Rescale the stretch of records from the line containing "Given the photograph above, point out the grass" through the end of the records, restating every line, requests included. Multiply each point coordinate in the answers by 1.35 and round to whole numbers, halves up, but leave the numbers in the requests and their format samples unchanged.

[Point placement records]
-- BEGIN --
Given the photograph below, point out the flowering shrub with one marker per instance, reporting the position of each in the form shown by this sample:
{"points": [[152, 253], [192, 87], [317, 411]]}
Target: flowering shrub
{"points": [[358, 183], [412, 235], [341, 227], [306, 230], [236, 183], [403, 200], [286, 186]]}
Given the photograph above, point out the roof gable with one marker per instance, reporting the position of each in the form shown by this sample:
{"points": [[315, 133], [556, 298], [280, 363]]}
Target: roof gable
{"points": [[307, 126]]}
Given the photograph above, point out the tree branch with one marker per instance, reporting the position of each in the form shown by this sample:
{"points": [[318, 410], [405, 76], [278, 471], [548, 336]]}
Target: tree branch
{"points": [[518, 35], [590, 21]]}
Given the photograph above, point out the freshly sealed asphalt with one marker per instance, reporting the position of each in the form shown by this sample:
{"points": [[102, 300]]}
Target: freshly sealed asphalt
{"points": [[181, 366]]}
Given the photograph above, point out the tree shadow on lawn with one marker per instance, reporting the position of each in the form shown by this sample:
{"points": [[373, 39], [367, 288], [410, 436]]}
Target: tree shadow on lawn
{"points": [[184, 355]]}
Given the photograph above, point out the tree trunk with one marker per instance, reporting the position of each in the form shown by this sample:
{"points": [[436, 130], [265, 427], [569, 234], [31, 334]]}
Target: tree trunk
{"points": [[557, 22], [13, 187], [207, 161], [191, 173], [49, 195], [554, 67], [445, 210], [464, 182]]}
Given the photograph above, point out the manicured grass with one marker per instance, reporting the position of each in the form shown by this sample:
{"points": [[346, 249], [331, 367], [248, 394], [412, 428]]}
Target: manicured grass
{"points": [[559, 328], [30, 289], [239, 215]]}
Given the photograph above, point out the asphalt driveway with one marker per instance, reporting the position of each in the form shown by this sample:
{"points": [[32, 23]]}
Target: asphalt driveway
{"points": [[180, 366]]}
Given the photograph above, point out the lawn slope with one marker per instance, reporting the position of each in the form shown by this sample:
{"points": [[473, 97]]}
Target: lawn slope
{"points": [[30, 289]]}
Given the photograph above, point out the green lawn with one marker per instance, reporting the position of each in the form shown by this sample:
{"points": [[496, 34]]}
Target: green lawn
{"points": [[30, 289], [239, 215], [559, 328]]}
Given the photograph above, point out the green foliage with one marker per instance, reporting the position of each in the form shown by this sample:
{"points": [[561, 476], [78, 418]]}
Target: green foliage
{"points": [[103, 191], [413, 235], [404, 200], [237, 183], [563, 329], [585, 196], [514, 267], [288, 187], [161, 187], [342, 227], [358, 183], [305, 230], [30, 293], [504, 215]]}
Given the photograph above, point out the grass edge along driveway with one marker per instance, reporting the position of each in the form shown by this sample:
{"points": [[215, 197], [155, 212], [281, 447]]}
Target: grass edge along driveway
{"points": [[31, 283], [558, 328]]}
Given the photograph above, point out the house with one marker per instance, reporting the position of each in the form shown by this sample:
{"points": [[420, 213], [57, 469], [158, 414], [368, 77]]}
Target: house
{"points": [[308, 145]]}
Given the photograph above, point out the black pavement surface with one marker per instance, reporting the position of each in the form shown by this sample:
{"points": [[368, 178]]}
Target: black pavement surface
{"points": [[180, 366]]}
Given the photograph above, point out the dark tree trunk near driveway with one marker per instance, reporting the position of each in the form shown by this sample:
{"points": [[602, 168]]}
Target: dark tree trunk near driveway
-- END --
IN RESPONSE
Given the photograph above, point out the grass edge along driveway with one marker per instance, reporting the position of each in the form shown by this sample:
{"points": [[215, 197], [155, 212], [281, 447]]}
Target: grass edge along driveway
{"points": [[42, 382], [753, 443]]}
Given the photograph above, point out the house with one marker per instance, reporting the position of each in the form shown by this sample:
{"points": [[420, 213], [57, 469], [158, 414], [368, 77]]}
Target: house
{"points": [[416, 196]]}
Given the photograph above, point out the black pavement surface with one marker per instance, reporting the position of each in the form shown by this sample:
{"points": [[368, 178]]}
Target: black pavement surface
{"points": [[243, 494]]}
Given the photograph above, point out the dark tree trunk near driveway with one marker per instance, reporting the position of each in the form shown by this sample:
{"points": [[602, 168]]}
Target: dark tree trunk near driveway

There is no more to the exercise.